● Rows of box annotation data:
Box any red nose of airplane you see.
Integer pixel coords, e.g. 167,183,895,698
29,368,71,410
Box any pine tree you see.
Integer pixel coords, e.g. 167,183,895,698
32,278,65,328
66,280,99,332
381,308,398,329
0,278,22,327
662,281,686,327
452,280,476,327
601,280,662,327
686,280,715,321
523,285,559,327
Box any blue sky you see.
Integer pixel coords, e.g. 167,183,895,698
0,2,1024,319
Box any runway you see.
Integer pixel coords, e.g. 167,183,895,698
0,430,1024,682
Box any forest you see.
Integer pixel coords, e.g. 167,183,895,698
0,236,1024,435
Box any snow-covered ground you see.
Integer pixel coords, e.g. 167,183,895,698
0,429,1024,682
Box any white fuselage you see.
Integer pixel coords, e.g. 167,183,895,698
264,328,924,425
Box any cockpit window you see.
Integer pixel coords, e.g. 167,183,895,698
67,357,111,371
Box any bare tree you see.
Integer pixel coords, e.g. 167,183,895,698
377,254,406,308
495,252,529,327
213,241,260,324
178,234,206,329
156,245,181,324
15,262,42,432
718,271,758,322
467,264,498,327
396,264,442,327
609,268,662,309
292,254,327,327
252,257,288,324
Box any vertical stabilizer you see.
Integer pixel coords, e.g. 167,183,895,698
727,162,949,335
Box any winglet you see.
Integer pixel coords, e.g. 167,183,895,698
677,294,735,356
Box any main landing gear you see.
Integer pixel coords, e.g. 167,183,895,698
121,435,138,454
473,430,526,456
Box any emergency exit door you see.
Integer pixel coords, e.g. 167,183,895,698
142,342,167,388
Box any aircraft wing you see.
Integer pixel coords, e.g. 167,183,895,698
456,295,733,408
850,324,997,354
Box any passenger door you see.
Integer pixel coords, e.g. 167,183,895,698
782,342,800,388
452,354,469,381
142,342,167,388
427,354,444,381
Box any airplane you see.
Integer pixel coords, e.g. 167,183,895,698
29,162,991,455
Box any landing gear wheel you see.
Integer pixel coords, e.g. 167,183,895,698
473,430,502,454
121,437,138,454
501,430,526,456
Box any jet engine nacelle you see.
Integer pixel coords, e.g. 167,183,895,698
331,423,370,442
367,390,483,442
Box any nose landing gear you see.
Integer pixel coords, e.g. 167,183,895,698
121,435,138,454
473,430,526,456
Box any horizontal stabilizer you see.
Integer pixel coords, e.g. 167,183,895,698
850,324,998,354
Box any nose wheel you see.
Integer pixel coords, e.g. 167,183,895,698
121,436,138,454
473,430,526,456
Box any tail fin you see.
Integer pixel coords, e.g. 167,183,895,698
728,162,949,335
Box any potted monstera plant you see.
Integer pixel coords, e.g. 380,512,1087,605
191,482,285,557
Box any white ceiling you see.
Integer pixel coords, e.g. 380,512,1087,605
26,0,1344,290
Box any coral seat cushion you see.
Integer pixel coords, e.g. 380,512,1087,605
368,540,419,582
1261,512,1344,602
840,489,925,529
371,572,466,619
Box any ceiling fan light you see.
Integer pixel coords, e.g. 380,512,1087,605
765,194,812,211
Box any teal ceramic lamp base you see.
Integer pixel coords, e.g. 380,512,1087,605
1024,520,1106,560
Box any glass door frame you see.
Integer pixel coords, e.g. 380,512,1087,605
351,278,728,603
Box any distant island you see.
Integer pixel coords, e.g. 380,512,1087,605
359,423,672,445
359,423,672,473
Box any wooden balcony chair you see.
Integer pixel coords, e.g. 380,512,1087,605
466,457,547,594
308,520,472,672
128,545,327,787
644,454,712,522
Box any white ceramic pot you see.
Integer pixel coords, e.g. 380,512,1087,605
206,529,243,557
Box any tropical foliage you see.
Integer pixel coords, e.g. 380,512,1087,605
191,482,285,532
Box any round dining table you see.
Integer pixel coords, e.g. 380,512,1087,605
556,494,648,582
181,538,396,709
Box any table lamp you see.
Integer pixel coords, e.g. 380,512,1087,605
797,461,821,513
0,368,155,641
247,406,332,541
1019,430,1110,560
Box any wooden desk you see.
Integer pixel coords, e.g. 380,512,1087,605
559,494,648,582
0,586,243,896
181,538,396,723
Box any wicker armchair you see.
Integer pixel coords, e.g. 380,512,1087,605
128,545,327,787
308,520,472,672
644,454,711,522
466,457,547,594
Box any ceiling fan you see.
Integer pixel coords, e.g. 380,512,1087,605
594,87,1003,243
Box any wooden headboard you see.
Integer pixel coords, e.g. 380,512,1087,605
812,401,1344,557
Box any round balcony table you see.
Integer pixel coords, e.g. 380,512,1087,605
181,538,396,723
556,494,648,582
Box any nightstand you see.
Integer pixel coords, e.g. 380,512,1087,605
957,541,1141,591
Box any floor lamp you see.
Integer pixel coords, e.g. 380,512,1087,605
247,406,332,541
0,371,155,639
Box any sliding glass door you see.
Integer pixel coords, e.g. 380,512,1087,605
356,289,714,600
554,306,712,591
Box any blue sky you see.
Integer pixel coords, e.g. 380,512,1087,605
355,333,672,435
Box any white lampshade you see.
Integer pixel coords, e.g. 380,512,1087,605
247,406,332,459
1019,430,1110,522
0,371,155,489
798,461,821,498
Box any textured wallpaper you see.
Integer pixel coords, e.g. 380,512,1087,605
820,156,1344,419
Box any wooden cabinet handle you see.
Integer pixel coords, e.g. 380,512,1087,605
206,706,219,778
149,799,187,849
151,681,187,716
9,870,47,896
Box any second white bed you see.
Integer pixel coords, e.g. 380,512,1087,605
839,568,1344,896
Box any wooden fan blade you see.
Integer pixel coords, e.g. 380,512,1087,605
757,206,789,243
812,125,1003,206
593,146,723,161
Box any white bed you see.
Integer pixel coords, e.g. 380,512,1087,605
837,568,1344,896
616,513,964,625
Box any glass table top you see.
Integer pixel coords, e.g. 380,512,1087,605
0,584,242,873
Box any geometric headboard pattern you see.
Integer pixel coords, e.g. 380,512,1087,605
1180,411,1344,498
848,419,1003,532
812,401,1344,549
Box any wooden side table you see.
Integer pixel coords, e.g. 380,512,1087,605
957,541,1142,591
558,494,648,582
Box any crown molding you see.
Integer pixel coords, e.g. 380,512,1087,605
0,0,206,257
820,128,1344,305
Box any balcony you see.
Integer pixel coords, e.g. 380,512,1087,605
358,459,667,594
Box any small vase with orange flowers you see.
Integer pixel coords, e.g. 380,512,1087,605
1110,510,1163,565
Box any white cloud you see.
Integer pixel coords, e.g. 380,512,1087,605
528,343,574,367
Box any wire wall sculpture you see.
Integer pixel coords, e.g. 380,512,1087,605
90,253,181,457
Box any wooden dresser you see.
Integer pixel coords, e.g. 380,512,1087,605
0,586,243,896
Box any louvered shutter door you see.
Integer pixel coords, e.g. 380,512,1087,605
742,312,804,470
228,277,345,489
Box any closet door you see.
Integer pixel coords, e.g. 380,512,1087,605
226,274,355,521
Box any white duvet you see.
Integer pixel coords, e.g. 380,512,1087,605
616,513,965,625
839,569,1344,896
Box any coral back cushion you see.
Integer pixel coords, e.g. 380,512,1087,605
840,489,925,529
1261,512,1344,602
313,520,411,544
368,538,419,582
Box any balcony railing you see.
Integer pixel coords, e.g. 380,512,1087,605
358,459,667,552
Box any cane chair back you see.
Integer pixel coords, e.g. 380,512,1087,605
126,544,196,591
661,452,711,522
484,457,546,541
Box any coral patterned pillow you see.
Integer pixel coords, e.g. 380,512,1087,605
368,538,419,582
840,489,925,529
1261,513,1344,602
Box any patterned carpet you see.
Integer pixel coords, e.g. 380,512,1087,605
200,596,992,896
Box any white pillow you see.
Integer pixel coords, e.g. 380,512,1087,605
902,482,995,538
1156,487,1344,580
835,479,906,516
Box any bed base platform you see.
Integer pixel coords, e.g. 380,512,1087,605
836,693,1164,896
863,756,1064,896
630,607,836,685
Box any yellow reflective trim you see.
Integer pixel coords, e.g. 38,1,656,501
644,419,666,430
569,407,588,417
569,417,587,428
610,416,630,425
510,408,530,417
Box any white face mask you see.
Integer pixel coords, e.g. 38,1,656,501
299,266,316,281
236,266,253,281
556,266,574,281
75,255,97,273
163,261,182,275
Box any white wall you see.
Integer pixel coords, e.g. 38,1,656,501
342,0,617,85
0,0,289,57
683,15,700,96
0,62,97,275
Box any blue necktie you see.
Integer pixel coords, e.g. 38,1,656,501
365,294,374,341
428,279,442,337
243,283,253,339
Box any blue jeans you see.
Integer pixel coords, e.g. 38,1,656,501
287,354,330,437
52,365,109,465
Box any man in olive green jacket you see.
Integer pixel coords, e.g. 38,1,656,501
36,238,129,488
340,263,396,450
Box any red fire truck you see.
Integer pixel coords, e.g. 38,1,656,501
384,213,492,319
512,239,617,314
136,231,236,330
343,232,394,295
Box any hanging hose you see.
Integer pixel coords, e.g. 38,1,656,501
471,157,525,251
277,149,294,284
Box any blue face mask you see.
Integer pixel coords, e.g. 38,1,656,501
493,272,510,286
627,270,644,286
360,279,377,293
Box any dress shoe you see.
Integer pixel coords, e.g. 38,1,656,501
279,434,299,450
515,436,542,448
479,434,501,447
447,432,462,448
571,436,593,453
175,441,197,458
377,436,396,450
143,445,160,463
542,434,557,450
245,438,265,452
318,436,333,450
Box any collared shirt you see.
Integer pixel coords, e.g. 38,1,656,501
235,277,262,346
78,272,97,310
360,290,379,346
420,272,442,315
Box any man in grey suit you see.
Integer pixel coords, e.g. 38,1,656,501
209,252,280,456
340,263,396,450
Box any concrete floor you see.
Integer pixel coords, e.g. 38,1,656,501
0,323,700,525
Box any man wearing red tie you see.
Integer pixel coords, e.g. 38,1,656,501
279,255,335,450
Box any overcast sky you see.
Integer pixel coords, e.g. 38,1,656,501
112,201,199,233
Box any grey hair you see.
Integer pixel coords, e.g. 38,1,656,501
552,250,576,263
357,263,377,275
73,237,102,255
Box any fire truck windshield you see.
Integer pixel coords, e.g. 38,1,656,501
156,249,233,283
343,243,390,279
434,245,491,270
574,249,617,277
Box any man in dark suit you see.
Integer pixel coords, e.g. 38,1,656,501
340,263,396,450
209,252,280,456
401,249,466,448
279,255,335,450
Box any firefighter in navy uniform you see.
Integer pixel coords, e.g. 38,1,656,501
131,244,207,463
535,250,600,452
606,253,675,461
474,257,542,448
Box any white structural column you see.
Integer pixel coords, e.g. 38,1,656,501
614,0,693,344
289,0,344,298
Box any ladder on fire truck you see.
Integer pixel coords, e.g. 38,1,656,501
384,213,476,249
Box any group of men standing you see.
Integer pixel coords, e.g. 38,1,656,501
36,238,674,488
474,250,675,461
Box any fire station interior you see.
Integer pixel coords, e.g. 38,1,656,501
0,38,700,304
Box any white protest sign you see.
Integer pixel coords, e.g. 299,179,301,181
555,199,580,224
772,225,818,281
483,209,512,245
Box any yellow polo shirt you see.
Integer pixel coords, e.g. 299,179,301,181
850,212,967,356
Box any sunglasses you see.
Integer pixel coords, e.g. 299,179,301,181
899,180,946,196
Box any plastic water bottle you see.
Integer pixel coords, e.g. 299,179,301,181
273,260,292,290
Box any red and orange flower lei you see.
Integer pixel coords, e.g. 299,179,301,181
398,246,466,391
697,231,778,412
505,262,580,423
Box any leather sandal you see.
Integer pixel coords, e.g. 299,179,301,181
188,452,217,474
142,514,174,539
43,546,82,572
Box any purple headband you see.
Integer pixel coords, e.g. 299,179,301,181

● The request:
Select every line in the entries above that contains the word "grey", and copy each one.

● Finished exercise:
Box any man in grey suit you see.
Box any grey hair you see.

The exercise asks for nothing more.